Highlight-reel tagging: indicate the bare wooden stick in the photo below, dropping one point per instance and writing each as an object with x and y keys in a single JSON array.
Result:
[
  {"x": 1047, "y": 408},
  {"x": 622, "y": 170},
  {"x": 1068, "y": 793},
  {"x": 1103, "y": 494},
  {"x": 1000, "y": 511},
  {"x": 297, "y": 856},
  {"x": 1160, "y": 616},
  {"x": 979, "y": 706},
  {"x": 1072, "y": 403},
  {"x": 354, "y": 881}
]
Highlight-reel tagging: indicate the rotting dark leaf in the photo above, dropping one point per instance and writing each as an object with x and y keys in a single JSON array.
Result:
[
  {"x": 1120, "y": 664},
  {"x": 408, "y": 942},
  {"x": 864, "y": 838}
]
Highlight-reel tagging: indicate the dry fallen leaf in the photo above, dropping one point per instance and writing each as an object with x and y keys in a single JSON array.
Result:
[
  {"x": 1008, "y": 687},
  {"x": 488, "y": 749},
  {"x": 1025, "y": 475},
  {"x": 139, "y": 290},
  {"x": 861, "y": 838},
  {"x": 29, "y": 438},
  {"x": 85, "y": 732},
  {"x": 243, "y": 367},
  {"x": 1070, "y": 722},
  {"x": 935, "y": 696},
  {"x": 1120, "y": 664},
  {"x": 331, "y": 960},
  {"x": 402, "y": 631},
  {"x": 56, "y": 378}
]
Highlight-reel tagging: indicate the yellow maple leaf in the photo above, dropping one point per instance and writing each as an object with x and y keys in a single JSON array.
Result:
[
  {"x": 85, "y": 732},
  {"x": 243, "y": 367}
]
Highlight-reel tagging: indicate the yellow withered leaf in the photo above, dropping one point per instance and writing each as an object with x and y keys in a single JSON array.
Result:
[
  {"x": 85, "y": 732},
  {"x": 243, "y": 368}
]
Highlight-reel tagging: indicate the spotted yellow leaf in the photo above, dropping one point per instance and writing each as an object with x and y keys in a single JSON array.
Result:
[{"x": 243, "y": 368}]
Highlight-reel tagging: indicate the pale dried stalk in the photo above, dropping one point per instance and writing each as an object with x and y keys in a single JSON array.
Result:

Work instructions
Swap every "dropping" in the data above for "placing" and write the data out again with no other changes.

Exercise response
Highlight-reel tagging: indicate the bare wooden stick in the photo below, placing one point per instance and writing each as an object with x and y keys in a single JSON array.
Result:
[
  {"x": 1047, "y": 408},
  {"x": 622, "y": 170},
  {"x": 1068, "y": 793},
  {"x": 1103, "y": 494},
  {"x": 1000, "y": 511},
  {"x": 297, "y": 856},
  {"x": 1160, "y": 616},
  {"x": 979, "y": 706},
  {"x": 1072, "y": 403},
  {"x": 354, "y": 881}
]
Highlight-reel tagging: indicate the rotting dark leaf in the photo above, placing one point per instance and writing each as an object with x and y keys in a single JSON array.
Result:
[
  {"x": 1120, "y": 664},
  {"x": 408, "y": 942},
  {"x": 864, "y": 838}
]
Highlight-reel tagging: indicate the dry fallen leaf in the photo above, placing one point per instance and writing each as an object with x and y keys in a single JSON array.
Result:
[
  {"x": 1008, "y": 687},
  {"x": 488, "y": 749},
  {"x": 1025, "y": 475},
  {"x": 139, "y": 290},
  {"x": 861, "y": 838},
  {"x": 29, "y": 438},
  {"x": 85, "y": 732},
  {"x": 243, "y": 367},
  {"x": 1070, "y": 722},
  {"x": 935, "y": 696},
  {"x": 1120, "y": 664},
  {"x": 331, "y": 960},
  {"x": 402, "y": 631},
  {"x": 56, "y": 378}
]
Highlight-reel tagging: indicate the yellow maple leaf in the photo above, placing one point per instance and writing each as an object with x and y keys in a single JSON array.
Result:
[
  {"x": 85, "y": 732},
  {"x": 243, "y": 367}
]
Highlight-reel tagging: indicate the yellow withered leaf in the photo above, placing one point per instance and writing each as an object with x and y keys in a single JSON array.
Result:
[
  {"x": 85, "y": 732},
  {"x": 243, "y": 368}
]
Highlight-reel tagging: indicate the spotted yellow leaf in the photo above, placing one point per instance and writing each as an object with x and y keys in a single JSON array.
Result:
[{"x": 243, "y": 368}]
Highlight-reel tagging: indicate the pale dried stalk in the photo above, placing one point per instance and writing each as an object with x and y keys in a single JSON array.
Result:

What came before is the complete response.